▶ **Your goal**
Rescale the entries from the line containing "Outline every instance of the <item>clipboard</item>" through the end of the entries, both ends included: rewrite every line, requests included, but multiply each polygon coordinate in the answers by 0.9 and round to whole numbers, with halves rounded up.

== Exercise data

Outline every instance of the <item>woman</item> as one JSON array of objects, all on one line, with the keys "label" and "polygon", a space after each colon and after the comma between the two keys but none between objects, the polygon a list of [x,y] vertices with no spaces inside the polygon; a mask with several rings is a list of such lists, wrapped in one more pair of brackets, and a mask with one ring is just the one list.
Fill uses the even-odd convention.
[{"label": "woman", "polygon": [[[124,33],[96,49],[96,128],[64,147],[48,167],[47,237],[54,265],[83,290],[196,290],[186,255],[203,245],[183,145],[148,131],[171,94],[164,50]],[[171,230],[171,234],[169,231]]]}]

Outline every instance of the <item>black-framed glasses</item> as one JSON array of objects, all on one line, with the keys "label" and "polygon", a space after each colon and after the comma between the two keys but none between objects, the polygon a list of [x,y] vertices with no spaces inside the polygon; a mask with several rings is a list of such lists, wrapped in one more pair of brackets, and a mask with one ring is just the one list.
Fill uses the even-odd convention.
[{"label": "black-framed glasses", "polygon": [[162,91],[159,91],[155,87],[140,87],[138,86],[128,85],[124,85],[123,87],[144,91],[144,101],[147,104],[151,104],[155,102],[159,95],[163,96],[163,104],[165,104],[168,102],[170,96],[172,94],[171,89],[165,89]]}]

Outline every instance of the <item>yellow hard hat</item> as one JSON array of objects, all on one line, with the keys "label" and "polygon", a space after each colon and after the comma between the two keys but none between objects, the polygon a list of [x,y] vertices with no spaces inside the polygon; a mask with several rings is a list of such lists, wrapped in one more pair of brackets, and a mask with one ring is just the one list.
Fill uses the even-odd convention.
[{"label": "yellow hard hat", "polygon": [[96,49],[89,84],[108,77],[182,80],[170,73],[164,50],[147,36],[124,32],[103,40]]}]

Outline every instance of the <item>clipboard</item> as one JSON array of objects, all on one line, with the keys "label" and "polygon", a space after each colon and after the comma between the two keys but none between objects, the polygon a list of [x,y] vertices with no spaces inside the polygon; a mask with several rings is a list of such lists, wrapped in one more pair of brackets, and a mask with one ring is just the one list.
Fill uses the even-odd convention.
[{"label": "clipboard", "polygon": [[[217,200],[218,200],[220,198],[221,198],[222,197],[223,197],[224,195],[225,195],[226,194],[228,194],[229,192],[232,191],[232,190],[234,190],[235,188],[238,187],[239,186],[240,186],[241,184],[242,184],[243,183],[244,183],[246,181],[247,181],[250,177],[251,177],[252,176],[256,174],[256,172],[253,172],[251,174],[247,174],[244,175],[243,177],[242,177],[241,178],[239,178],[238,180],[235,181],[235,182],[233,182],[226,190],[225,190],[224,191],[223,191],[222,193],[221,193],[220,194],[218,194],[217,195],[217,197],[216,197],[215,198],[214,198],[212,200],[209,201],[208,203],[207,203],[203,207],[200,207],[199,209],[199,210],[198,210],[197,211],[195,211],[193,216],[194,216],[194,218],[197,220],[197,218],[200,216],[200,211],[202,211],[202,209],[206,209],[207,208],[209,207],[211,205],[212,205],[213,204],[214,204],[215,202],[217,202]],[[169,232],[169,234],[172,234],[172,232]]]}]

====

▶ **Result**
Outline every instance of the <item>clipboard</item> as one JSON array of objects, all on one line, with the keys "label" and "polygon", a space after each colon and after the comma between the two keys but none between objects, the polygon a list of [x,y] vertices with no spaces inside the polygon; a mask with several rings is a list of such lists, wrapped in one more pair of brackets, and a mask with one ring is just the one list.
Fill uses the even-odd convention.
[{"label": "clipboard", "polygon": [[[195,180],[196,180],[198,178],[199,178],[200,177],[201,177],[202,176],[203,176],[203,175],[205,175],[206,173],[209,172],[209,171],[211,171],[212,169],[214,168],[215,167],[216,167],[217,166],[218,166],[219,165],[220,165],[221,163],[222,163],[225,159],[226,159],[227,158],[230,157],[230,155],[228,155],[226,157],[222,157],[220,158],[219,159],[218,159],[217,160],[215,160],[214,162],[212,163],[212,164],[210,164],[203,171],[203,171],[202,172],[201,172],[200,174],[199,174],[198,175],[196,175],[195,176],[195,177],[194,177],[194,178],[193,178],[191,180],[188,181],[187,183],[186,183],[183,186],[180,186],[179,188],[179,189],[178,189],[177,190],[176,190],[174,194],[175,194],[175,196],[177,198],[177,196],[180,194],[180,190],[182,190],[182,188],[185,188],[186,187],[188,186],[190,185],[191,185],[192,184],[193,184],[194,182],[195,182]],[[152,209],[152,211],[155,211],[155,209]]]}]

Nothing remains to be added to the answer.